_Page excerpt_
================

Research on the client licensing system in the Windows kernel exposed from the SystemPolicyInformation class in the NtQuerySystemInformation system call.
There are two primary usermode services that interact directly with client licensing: clipc.dll (Client Licensing Platform Client) and clipsvc.dll (Client License Service). The kernel image that handles client license queries is clipsp.sys (Client License System Policy). As the focus is on the internals of the licensing routines in the kernel, not much will be mentioned about the usermode services.
The client starts the license service through the service manager and communicates with the service through remote procedure calls (RPC). The service registers several handlers that are used in the Software Licensing API.
Handlers that must interface with kernel licensing information will invokve NtQuerySystemInformation with the SystemPolicyInformation information class. The SystemPolicyInformation class structure for data transfer has been documented by Geoff Chappell. The structure is shown below:
typedef struct _SYSTEM_POLICY_INFORMATION
{
PVOID InputData;
PVOID OutputData;
ULONG InputSize;
ULONG OutputSize;
ULONG Version;
NTSTATUS Status;
} SYSTEM_POLICY_INFORMATION, * PSYSTEM_POLICY_INFORMATION;The reference page in MSDN for the information class offers an even more incomplete structure and suggests using the higher-level SL API. As such, the internal structures used by the kernel are undocumented. Every internal structure documented in my research has been reverse engineered and named according to its inferred usage and may not accurately reflect the actual internal use.
Brief reverse engineering of the ClipSVC license handlers reveal that input and output structures are encrypted and decrypted using a cipher implemented by Microsoft's internal obfuscator: WarBird.
// setup decryption cipher and key
pDecryptionCipher = HeapAlloc(GetProcessHeap(), HEAP_ZERO_MEMORY, 0xA0);
if ( !pDecryptionCipher )

================

_Entries shown_

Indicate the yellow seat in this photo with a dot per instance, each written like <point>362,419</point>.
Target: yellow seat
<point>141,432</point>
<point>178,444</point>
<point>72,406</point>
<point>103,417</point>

================

_Actions to take_
[1] Please answer these from the client licensing text, one line each:
(a) Which kernel image handles client license queries?
(b) By what means does the client communicate with the license service?
(c) Whose internal obfuscator implements the cipher used on the input and output structures?
[2] Write the next part of the client licensing text, picking up right after its last line.

_Response list_
[1]
(a) clipsp.sys (Client License System Policy)
(b) Remote procedure calls (RPC)
(c) Microsoft's, called WarBird

[2]
goto LABEL_2;
decryptionCipher = pDecryptionCipher;
*pDecryptionCipher = `WarbirdUmGetDecryptionCipher'::`2'::DecryptionCipher[0];
pDecryptionCipher[1] = `WarbirdUmGetDecryptionCipher'::`2'::DecryptionCipher[1];
pDecryptionCipher[2] = `WarbirdUmGetDecryptionCipher'::`2'::DecryptionCipher[2];
pDecryptionCipher[3] = `WarbirdUmGetDecryptionCipher'::`2'::DecryptionCipher[3];
pDecryptionCipher[4] = `WarbirdUmGetDecryptionCipher'::`2'::DecryptionCipher[4];
pDecryptionCipher[5] = `WarbirdUmGetDecryptionCipher'::`2'::DecryptionCipher[5];
pDecryptionCipher[6] = `WarbirdUmGetDecryptionCipher'::`2'::DecryptionCipher[6];
pDecryptionCipher[7] = `WarbirdUmGetDecryptionCipher'::`2'::DecryptionCipher[7];
pDecryptionCipher[8] = `WarbirdUmGetDecryptionCipher'::`2'::DecryptionCipher[8];
pDecryptionCipher[9] = `WarbirdUmGetDecryptionCipher'::`2'::DecryptionCipher[9];
pDecryptionKey = HeapAlloc(GetProcessHeap(), HEAP_ZERO_MEMORY, 8);
if ( !pDecryptionKey )
{
LABEL_2:
ReturnStatus = STATUS_NO_MEMORY;
goto END;
}
decryptionKey = pDecryptionKey;
*pDecryptionKey = `WarbirdUmGetDecryptionKey'::`2'::nDecryptionKey;Microsoft WarBird has been researched in prior years and exposes various different obfuscation passes including virtual-machine obfuscation, code packing, and even functionality integrated the windows kernel to decrypt and execute signed payloads on the heap using a feistel cipher by exposing a special system information class: SystemControlFlowTransition.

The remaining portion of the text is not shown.